---- PROVIDED PASSAGE

Navi Mumbai was set up in 1971 to decongest Mumbai. City and Industrial Development Corporation of Maharashtra was also set up in the same year to steer the growth and development of Navi Mumbai, a huge experiment in urban planning then. Cidco acquired 344 square km of land (with 14 towns or "nodes") that now comprises Navi Mumbai.
Barring the 22.5-km six-lane trans-harbour bridge that will link south Mumbai to Nava, a dedicated four-lane (12 km) expressway will take passengers to the entrance of the new airport (from Nava to Panvel).
In other words, the journey from south Mumbai (the Oberoi or Taj) to the new airport will take close to 40 minutes, far less than it takes from south Mumbai to Santa Cruz airport.
Two major railway links are planned between the existing Santa Cruz airport and the new Panvel (Navi Mumbai) airport through a metro -- being built by Mumbai Metropolitan Region Development Authority -- and a new ring rail network linking Panvel to Vashi.
A hovercraft is also proposed linking Navi Mumbai to south Mumbai near the Taj, which will enable covering the distance in around 45 minutes.
"A similar facility did exist earlier but tickets were priced too high and it was found unviable, especially during the monsoons," a senior Cidco official explained. He said a private operator will now be invited to run this on a build-operate-transfer basis with a revenue-sharing arrangement with Cidco.
Cidco is also planning a new parallel road bridge over the sea to the Chembur-to- Vashi road bridge, which will almost exclusively cater to airport traffic. "If all our plans work out, it will be far easier to reach Panvel airport from south Mumbai than even Santa Cruz," the official added.
Though many of these are in the planning stage, this is precisely what is leading to the huge spurt in land prices in the area. On Palm Beach Road (dubbed the Marine Drive of Navi Mumbai), a premium 2,000 square-foot residential flat now sells for Rs 1 crore and above (Rs 6,000 per square foot).
Less premium flats in the area are selling at Rs 4,000 per square foot. In Panvel town, land prices have trebled within the past year or so since cabinet approval for the airport was announced. Once airport tenders are issued, prices are expected to go through the roof.
Moreover, unlike Delhi and Mumbai airports, where 5 per cent of the airport land has been offered to the private developer for commercial development, at Panvel 12 per cent of the 2,600 acres of the total airport land will be offered to the private developer for commercial exploitation.
"You can imagine the value of this land in due course if prices in the more developed areas of Navi Mumbai are anything to go by," said an aviation ministry official.
That, he feels, is likely to make the battle to grab the new airport at least as intense as the one fought over Delhi and Mumbai airports in January 2006, if not more.

--------
---- THE INPUT

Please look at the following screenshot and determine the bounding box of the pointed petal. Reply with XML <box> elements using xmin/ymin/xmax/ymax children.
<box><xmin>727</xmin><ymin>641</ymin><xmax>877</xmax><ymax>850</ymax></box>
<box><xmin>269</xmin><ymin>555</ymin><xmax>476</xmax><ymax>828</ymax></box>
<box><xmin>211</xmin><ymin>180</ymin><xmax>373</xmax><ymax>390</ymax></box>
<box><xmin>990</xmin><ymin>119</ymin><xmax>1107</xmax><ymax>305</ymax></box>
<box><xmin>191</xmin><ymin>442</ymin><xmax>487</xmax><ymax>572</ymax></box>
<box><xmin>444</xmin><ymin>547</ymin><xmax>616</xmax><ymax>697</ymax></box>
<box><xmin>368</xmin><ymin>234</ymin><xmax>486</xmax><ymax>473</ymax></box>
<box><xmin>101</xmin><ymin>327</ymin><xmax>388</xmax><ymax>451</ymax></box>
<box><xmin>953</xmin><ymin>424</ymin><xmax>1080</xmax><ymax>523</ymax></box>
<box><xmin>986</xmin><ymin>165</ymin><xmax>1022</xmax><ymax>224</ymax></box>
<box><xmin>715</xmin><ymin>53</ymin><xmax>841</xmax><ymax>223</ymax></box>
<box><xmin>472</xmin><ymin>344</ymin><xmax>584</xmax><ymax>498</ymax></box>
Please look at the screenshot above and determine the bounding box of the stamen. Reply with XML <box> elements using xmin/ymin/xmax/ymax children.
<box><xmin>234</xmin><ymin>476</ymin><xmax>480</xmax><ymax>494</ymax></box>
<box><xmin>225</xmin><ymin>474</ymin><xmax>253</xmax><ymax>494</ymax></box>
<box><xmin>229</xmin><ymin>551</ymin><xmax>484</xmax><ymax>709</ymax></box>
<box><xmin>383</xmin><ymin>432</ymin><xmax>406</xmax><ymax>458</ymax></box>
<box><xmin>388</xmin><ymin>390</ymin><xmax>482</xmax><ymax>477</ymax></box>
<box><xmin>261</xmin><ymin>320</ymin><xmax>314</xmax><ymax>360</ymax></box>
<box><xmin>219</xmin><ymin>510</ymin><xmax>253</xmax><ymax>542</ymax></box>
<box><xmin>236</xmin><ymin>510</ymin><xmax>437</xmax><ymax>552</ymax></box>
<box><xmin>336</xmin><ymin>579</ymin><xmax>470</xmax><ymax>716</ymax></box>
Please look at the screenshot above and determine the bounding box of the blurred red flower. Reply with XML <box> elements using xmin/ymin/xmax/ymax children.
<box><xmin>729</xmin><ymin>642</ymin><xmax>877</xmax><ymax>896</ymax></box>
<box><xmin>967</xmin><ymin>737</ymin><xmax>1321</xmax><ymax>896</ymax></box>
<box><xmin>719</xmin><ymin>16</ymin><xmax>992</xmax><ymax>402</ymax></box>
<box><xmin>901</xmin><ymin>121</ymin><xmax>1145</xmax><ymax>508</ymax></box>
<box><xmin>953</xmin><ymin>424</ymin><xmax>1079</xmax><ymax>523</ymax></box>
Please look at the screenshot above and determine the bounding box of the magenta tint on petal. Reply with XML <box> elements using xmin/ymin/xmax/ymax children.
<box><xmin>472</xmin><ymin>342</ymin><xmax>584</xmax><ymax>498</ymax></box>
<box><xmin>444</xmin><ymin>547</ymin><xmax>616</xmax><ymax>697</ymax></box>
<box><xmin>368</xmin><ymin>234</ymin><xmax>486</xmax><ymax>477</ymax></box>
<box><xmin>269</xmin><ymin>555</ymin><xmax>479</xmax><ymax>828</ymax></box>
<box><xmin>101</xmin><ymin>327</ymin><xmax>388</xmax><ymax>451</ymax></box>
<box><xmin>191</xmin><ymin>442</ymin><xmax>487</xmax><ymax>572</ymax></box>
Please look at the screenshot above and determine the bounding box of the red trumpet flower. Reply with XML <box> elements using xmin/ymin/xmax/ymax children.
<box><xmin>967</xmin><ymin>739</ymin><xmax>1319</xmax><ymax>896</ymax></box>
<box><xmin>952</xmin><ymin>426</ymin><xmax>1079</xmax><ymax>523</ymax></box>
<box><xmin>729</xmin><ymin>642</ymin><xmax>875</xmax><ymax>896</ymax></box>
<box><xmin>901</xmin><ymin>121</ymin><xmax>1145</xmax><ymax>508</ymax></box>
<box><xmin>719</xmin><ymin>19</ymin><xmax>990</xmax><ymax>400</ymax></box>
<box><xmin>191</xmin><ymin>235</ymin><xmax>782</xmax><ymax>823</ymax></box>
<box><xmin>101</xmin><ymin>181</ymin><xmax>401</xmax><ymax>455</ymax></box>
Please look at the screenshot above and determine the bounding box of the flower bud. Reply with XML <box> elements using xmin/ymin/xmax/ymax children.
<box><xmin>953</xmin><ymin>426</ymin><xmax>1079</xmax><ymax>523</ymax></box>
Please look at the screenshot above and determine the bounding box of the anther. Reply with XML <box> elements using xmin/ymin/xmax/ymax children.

--------

◆ **EXERCISE TASK A**
Quote the part of the passage on the Navi Mumbai airport that opens with the words containing "In other words, the" and closes with "Panvel to Vashi.".
◆ **EXERCISE TASK B**
Reproduce only the part of the records that opens with the line containing "of the magenta" and runs through the end of the records, requests included. Multiply every box coordinate in the answers by 2.25, rounding each result to a whole number with halves rounded up.
The passage and the records have nothing to do with each other.

◆ **EXERCISE SOLUTION A**
In other words, the journey from south Mumbai (the Oberoi or Taj) to the new airport will take close to 40 minutes, far less than it takes from south Mumbai to Santa Cruz airport.
Two major railway links are planned between the existing Santa Cruz airport and the new Panvel (Navi Mumbai) airport through a metro -- being built by Mumbai Metropolitan Region Development Authority -- and a new ring rail network linking Panvel to Vashi.

◆ **EXERCISE SOLUTION B**
Please look at the screenshot above and determine the bounding box of the magenta tint on petal. Reply with XML <box> elements using xmin/ymin/xmax/ymax children.
<box><xmin>1062</xmin><ymin>770</ymin><xmax>1314</xmax><ymax>1121</ymax></box>
<box><xmin>999</xmin><ymin>1231</ymin><xmax>1386</xmax><ymax>1568</ymax></box>
<box><xmin>828</xmin><ymin>527</ymin><xmax>1094</xmax><ymax>1073</ymax></box>
<box><xmin>605</xmin><ymin>1249</ymin><xmax>1078</xmax><ymax>1863</ymax></box>
<box><xmin>227</xmin><ymin>736</ymin><xmax>873</xmax><ymax>1015</ymax></box>
<box><xmin>430</xmin><ymin>995</ymin><xmax>1096</xmax><ymax>1287</ymax></box>
Please look at the screenshot above and determine the bounding box of the red trumpet flower. Reply with XML <box> elements using xmin/ymin/xmax/ymax children.
<box><xmin>2176</xmin><ymin>1663</ymin><xmax>2968</xmax><ymax>2016</ymax></box>
<box><xmin>2142</xmin><ymin>959</ymin><xmax>2428</xmax><ymax>1177</ymax></box>
<box><xmin>1640</xmin><ymin>1445</ymin><xmax>1969</xmax><ymax>2016</ymax></box>
<box><xmin>2027</xmin><ymin>272</ymin><xmax>2576</xmax><ymax>1143</ymax></box>
<box><xmin>1618</xmin><ymin>43</ymin><xmax>2228</xmax><ymax>900</ymax></box>
<box><xmin>430</xmin><ymin>529</ymin><xmax>1760</xmax><ymax>1852</ymax></box>
<box><xmin>227</xmin><ymin>407</ymin><xmax>902</xmax><ymax>1024</ymax></box>
Please look at the screenshot above and determine the bounding box of the flower bud. Reply with XML <box> elements using xmin/ymin/xmax/ymax children.
<box><xmin>2144</xmin><ymin>959</ymin><xmax>2428</xmax><ymax>1177</ymax></box>
Please look at the screenshot above and determine the bounding box of the anther. Reply with XML <box> elements using xmin/ymin/xmax/ymax children.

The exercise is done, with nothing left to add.